TEXT BLOCK =>
□ □ □

Glossary Spirituality

Meditation

Meditation designates a set of mental practices aimed at training attention, quieting psychic agitation, and developing a clear awareness of the present moment or of an object of contemplation. It exists in many forms in all the great spiritual traditions.

Origin and etymology

The word comes from the Latin meditatio, meaning exercise or deep reflection. Meditative practice is documented in the oldest Hindu texts: the Vedas (between 1500 and 500 BCE) mention concentration techniques, and the Upanishads codify the practice of dhyana. Early Buddhism, from the historical Buddha in the 6th-5th century BCE, developed samatha (concentration) and vipassana (insight) meditations. In the West, medieval Christian meditation (lectio divina, prayer of the heart) and Jewish meditation (meditative Kabbalah) constitute distinct but structurally comparable traditions. Chinese Taoism and Japanese Zen have their own forms inherited from Buddhist transmissions.

Evolution and tradition

Three main families of techniques can be distinguished. Focused meditation concentrates attention on a specific object: breath, mantra, image. Open meditation or mindfulness observes without judging what arises in the field of consciousness. Compassionate or metta meditation intentionally cultivates benevolent emotions. Western diffusion accelerated in the 20th century with D.T. Suzuki for Zen, Maharishi Mahesh Yogi (Transcendental Meditation, 1958) and Jon Kabat-Zinn (MBSR program at the University of Massachusetts, 1979). Contemporary neuroscience, notably the work of Richard Davidson, has documented measurable effects on the brain of seasoned meditators.

□ □ □

SUPPLIED ENTRIES =>
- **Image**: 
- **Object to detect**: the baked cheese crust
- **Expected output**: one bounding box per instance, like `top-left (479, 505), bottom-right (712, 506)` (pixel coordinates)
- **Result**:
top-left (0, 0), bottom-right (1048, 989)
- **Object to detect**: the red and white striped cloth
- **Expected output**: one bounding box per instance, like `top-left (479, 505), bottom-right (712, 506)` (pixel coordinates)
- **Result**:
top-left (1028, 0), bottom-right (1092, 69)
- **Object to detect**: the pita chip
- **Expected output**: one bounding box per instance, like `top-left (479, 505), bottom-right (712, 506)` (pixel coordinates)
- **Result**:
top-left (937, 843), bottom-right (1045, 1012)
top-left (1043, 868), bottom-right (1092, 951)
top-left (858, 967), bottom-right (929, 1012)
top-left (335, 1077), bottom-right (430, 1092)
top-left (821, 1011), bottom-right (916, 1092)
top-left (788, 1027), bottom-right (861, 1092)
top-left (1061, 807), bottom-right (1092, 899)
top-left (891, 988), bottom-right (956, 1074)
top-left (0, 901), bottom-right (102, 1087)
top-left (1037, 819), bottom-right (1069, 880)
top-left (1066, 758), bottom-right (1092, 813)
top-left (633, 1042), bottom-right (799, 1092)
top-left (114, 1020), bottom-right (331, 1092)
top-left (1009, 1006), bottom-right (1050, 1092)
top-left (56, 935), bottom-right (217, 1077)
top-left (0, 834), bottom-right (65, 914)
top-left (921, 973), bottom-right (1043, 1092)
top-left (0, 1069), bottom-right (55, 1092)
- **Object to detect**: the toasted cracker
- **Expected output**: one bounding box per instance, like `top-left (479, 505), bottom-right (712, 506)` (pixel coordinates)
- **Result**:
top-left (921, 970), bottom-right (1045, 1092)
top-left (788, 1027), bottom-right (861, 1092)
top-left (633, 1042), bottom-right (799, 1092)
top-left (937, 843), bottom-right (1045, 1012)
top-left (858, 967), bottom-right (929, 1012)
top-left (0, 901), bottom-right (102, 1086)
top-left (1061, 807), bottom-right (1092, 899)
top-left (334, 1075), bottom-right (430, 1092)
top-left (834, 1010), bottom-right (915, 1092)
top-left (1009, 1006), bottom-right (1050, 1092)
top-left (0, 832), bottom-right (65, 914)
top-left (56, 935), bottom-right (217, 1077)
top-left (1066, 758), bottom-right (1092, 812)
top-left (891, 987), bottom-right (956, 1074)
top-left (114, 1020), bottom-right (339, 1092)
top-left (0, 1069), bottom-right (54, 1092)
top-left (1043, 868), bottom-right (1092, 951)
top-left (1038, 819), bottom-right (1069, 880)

□ □ □

YOUR INSTRUCTIONS =>
Transcribe the stretch of the meditation glossary entry above from "Meditation designates a" through "great spiritual traditions.".

WRITTEN ANSWER =>
Meditation designates a set of mental practices aimed at training attention, quieting psychic agitation, and developing a clear awareness of the present moment or of an object of contemplation. It exists in many forms in all the great spiritual traditions.